_Document excerpt_

——

Bullying in the workplace goes beyond sharp criticism and a boss with a no-nonsense attitude. Emotionally damaging supervisors will criticize you in front of your peers, sabotage your success, undermine your work, verbally abuse you in an effort to get the upper hand, and use intimidation tactics to maintain power. Bullies need control and lash out when they feel like their power is being undermined or threatened – often by a superstar employee. Bully bosses do not want to see their staff succeed and will use their position to impede professional development, as opposed to encourage it.
How to address bullying.
First, speak with your supervisor privately. Be specific and bring up examples of when their behavior has been abusive, subversive, and inappropriate. Save emails and keep notes on conversations, assignment due dates, and phone conversations. If that does not work – utilize your company’s chain of command or complaint system. Report your supervisor’s behavior to the Human Resources department or an outside agency such as the Department of Labor or the Human Rights Commission if your boss’s behavior exhibits signs of harassment or discrimination.
When you have exhausted all your resources and your supervisor’s behavior still has not changed, and it may not, consider looking for another job. When you get questioned as to why you left your last employer, simply state that the culture was not conducive to your development and explain what your ideal culture would look like. There is no need to disparage your former supervisor, but simply describe the characteristics of a supervisor you are looking for: supportive, honest, inspiring, innovative, and empowering.
Still debating whether your supervisor is a bully boss? Ask yourself: are you constantly anxious? Do you feel like your Sunday night blues start on Saturday? Do you dread any interaction with your supervisor? Are you constantly walking on eggshells at work? If so, maybe it is time to stop suffering and make a change.

——

_Tasks for this exercise_
A - Decide whether each statement below agrees with the workplace bullying text, answering yes or no and quoting the deciding words. (i) Speaking with the supervisor privately comes before using the company's complaint system. (ii) When asked why you left, you should explain your former supervisor's faults. (iii) A superstar employee is often the one who makes a bully feel threatened.
B - Retype the passage of the workplace bullying text that opens with the words "Still debating whether" and closes with "make a change.".

Pointing and labeling entries
——

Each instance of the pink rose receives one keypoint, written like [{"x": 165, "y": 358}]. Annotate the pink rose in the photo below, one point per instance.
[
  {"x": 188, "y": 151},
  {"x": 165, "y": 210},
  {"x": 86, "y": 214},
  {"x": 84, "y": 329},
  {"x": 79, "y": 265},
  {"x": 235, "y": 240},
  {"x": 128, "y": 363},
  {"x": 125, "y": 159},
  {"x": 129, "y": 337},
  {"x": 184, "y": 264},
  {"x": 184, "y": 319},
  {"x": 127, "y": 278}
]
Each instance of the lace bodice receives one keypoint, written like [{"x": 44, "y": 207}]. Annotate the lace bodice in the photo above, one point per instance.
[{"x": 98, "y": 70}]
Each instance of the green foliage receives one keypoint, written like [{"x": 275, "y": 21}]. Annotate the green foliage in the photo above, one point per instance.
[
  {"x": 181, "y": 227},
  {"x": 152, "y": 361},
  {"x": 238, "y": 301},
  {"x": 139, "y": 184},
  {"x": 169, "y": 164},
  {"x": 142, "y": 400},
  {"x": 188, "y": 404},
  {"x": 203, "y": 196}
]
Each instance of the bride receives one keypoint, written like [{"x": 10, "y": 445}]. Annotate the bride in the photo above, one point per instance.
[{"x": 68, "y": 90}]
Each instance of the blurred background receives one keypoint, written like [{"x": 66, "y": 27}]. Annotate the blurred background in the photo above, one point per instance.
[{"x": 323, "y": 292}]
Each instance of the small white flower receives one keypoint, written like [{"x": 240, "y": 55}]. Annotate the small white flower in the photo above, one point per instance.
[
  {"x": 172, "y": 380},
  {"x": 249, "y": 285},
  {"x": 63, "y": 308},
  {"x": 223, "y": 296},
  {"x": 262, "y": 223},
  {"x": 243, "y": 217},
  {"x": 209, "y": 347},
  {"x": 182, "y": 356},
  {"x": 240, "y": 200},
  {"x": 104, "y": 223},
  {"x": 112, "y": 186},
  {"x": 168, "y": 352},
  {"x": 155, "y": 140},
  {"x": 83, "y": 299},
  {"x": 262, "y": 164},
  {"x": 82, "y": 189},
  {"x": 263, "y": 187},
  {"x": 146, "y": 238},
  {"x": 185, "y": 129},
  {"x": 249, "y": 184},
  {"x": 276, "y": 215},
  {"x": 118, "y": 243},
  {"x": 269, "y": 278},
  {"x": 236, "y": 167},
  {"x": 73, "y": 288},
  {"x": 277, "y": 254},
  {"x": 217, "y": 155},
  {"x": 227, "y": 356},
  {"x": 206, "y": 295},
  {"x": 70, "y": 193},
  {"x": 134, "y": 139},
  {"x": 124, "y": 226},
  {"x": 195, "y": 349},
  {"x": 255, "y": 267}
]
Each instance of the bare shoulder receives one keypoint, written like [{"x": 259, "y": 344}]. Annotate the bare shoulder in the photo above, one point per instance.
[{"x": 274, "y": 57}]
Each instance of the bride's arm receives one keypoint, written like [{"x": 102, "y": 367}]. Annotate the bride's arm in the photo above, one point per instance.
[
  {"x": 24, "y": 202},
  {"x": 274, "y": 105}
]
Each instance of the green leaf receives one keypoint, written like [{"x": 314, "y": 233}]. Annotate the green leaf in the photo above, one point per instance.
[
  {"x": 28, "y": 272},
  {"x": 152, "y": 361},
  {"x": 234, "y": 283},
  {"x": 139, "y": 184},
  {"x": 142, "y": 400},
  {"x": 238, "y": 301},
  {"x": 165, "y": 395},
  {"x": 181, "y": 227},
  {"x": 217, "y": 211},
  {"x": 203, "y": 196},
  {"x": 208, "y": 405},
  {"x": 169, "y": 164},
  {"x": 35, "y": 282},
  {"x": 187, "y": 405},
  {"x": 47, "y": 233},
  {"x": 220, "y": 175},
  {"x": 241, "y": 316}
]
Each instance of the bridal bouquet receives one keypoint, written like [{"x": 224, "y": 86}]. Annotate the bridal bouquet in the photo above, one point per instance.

——

_Task-by-task solutions_
A - (i) Yes: "First, speak with your supervisor privately." (ii) No: "There is no need to disparage your former supervisor" (iii) Yes: "lash out when they feel like their power is being undermined or threatened – often by a superstar employee"

B -
Still debating whether your supervisor is a bully boss? Ask yourself: are you constantly anxious? Do you feel like your Sunday night blues start on Saturday? Do you dread any interaction with your supervisor? Are you constantly walking on eggshells at work? If so, maybe it is time to stop suffering and make a change.